◆ Instructions for the task ◆
From the line containing "Please put a marker on the black sweatband" through the last line of the entries, set down every line exactly and add nothing.

[Stored data]
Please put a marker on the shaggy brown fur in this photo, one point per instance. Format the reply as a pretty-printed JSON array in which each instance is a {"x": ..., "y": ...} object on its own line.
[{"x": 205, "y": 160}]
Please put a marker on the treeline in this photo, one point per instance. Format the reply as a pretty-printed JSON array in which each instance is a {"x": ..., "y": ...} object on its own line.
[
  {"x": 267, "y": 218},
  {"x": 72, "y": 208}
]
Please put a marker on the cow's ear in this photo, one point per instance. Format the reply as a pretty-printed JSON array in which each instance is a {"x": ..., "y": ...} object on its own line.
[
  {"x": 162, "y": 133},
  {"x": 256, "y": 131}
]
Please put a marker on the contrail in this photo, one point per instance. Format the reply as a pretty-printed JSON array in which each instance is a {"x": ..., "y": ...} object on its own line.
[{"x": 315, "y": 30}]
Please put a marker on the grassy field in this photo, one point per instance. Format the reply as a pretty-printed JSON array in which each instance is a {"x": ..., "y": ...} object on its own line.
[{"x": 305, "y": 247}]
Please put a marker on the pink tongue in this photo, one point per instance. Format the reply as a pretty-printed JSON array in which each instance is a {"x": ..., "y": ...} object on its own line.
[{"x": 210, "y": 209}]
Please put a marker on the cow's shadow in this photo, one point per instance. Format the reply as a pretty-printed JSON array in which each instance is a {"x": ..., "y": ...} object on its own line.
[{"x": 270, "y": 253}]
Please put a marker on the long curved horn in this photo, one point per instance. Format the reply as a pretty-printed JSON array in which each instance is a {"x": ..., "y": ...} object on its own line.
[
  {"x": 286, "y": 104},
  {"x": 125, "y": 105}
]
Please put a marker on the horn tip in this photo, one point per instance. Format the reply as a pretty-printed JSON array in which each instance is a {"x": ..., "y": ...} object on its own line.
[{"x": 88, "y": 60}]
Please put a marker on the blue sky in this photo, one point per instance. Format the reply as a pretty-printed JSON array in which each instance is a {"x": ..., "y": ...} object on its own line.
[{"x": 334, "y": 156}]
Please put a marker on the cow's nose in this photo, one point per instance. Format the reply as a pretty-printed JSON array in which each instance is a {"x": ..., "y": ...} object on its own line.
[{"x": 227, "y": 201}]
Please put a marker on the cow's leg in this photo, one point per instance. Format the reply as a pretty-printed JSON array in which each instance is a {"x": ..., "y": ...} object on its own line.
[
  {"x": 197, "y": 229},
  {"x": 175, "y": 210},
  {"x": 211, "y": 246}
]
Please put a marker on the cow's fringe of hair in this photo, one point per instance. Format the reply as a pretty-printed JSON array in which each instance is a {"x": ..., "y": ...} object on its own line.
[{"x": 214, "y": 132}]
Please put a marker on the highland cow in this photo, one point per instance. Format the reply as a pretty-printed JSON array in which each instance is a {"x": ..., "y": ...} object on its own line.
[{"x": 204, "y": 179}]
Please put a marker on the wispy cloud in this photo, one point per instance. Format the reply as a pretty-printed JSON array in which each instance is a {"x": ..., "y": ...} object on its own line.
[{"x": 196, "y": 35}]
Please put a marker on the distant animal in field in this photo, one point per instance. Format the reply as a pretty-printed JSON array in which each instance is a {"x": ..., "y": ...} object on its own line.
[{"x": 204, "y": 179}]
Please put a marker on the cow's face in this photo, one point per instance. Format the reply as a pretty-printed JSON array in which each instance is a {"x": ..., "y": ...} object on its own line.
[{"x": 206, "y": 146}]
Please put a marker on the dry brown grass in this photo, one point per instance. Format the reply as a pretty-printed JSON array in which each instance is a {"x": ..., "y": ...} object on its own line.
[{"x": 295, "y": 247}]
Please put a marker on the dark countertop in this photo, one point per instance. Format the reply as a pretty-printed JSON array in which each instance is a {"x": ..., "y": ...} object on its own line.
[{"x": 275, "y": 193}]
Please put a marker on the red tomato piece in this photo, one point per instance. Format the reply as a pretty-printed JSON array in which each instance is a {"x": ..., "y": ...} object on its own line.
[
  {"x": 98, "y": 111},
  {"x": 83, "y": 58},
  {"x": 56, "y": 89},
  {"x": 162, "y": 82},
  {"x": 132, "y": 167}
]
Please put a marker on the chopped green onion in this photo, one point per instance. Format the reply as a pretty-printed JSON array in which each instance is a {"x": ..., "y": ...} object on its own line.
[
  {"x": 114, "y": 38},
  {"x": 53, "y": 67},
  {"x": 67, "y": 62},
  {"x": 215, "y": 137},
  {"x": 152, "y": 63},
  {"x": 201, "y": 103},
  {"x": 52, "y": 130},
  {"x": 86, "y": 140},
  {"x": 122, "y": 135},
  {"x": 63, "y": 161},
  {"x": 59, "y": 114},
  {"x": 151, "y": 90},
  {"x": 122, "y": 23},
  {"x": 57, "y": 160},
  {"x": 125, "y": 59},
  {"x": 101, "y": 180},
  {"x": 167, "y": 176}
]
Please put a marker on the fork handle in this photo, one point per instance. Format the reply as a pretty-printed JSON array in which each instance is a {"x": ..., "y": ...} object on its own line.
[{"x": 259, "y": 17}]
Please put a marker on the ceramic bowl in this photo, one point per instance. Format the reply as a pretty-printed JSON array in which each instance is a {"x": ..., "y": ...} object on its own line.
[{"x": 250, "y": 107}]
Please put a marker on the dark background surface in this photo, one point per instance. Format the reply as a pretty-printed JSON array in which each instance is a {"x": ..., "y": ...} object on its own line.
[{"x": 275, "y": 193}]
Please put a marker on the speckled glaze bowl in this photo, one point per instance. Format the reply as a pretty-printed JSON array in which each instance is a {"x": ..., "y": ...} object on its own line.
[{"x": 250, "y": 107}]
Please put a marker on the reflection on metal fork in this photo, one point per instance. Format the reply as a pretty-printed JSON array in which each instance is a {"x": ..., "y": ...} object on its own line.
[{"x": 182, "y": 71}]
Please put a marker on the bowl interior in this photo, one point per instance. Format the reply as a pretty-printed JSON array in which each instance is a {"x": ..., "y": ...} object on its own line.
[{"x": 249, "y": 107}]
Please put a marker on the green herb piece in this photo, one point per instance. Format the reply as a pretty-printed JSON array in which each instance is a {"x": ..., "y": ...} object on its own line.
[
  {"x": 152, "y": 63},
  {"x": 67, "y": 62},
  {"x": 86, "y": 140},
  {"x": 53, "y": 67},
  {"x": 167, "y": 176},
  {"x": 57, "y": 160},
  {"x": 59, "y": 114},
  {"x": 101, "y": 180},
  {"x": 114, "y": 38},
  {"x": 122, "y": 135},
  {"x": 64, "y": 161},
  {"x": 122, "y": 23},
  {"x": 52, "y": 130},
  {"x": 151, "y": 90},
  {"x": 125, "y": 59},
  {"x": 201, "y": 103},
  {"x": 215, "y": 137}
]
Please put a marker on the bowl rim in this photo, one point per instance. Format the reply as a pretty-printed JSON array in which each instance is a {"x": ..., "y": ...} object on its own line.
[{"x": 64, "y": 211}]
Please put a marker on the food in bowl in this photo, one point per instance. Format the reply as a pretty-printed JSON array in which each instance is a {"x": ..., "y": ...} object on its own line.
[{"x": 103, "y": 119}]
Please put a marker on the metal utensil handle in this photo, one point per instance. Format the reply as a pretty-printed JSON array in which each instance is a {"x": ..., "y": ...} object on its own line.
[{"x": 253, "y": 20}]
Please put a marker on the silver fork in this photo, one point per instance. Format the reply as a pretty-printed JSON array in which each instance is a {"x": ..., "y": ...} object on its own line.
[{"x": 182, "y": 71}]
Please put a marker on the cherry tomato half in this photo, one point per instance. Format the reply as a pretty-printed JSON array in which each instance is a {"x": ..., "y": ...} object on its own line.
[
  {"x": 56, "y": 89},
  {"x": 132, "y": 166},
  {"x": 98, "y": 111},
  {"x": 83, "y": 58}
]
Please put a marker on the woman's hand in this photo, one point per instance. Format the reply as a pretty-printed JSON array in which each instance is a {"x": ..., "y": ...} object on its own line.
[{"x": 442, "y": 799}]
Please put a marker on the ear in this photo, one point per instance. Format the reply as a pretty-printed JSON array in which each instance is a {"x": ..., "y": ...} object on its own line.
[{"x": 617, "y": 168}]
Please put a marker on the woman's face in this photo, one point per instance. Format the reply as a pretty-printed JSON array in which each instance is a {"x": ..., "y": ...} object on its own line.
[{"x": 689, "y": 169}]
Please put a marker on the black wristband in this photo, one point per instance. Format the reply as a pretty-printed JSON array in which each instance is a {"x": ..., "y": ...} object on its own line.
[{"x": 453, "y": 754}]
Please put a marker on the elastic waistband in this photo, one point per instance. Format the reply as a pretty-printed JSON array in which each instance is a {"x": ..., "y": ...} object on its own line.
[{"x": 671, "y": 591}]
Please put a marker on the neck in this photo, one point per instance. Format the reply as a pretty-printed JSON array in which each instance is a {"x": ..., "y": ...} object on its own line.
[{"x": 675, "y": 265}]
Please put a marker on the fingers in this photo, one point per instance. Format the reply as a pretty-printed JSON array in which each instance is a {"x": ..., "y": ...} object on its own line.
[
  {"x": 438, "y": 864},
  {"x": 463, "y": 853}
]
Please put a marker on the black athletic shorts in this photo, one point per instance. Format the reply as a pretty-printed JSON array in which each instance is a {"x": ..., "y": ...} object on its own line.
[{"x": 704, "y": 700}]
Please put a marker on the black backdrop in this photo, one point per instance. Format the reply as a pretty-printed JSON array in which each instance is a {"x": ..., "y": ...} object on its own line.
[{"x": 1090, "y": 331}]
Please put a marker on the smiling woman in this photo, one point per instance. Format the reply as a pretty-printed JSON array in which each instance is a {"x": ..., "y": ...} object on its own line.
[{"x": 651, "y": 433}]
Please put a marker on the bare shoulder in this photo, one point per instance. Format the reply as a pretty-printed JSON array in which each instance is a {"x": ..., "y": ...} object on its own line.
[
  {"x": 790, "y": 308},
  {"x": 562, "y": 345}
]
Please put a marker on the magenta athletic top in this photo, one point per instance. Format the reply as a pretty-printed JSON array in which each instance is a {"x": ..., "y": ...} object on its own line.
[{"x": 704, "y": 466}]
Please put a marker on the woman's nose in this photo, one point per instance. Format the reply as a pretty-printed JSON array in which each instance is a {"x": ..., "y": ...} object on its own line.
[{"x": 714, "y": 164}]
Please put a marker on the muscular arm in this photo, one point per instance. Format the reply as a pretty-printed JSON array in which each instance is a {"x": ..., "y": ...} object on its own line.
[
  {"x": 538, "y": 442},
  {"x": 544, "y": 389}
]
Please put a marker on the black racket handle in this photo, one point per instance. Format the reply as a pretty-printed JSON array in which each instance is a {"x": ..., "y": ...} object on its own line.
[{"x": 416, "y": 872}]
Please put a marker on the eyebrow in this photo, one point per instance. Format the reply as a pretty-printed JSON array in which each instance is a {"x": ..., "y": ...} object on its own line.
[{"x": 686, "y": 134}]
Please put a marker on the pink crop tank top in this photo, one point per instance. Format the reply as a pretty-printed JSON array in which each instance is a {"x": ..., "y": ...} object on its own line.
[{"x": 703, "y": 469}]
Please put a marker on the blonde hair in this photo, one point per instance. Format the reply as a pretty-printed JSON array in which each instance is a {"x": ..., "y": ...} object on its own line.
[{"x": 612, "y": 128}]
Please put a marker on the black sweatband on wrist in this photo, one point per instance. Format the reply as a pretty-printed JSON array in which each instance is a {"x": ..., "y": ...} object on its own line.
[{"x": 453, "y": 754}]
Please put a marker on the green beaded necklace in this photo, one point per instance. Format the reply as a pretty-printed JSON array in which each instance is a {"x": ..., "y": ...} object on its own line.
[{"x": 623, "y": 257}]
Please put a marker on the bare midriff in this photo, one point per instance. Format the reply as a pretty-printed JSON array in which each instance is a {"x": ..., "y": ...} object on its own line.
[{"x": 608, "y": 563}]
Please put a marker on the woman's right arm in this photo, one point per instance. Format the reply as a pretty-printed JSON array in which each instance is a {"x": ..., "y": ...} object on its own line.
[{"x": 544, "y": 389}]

◆ Task answer ◆
Please put a marker on the black sweatband on wrist in this photo, one point per instance. Format the reply as a pretty-printed JSON array in which each instance is a {"x": ..., "y": ...} object on its own line.
[{"x": 453, "y": 754}]
Please put a marker on the green beaded necklace in this photo, one point per instance. Format the reply as a pretty-printed JSON array in which each instance is a {"x": ..., "y": ...} object on its own line.
[{"x": 623, "y": 257}]
Please put a marker on the bare midriff in this photo, one point per instance. Format the reply as a pretty-printed JSON array in which each instance is a {"x": ..., "y": ...} object on its own line.
[{"x": 608, "y": 563}]
Please put a marker on the woman's right arm in this photo, one point per instance. Format the reply as a pretty-printed JSON array in which each instance is a {"x": ..., "y": ...} object on its own line.
[{"x": 544, "y": 389}]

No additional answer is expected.